* _TASK OBJECTIVE_
Provide an exact transcription of all the records.

* _DATA EXTRACTS_
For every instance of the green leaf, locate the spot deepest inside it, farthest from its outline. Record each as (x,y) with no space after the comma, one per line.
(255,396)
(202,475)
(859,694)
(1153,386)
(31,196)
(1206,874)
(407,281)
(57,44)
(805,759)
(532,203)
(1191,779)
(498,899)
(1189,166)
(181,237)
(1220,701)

* _EXERCISE RESPONSE_
For every instance of the green leaf, locate the spot deepest inside it, farthest from its outline. Record each as (x,y) with no space after the comma, one per line.
(255,396)
(202,475)
(859,694)
(1153,386)
(31,196)
(1206,874)
(407,281)
(57,44)
(805,759)
(532,203)
(1191,779)
(498,899)
(1189,166)
(181,237)
(1220,701)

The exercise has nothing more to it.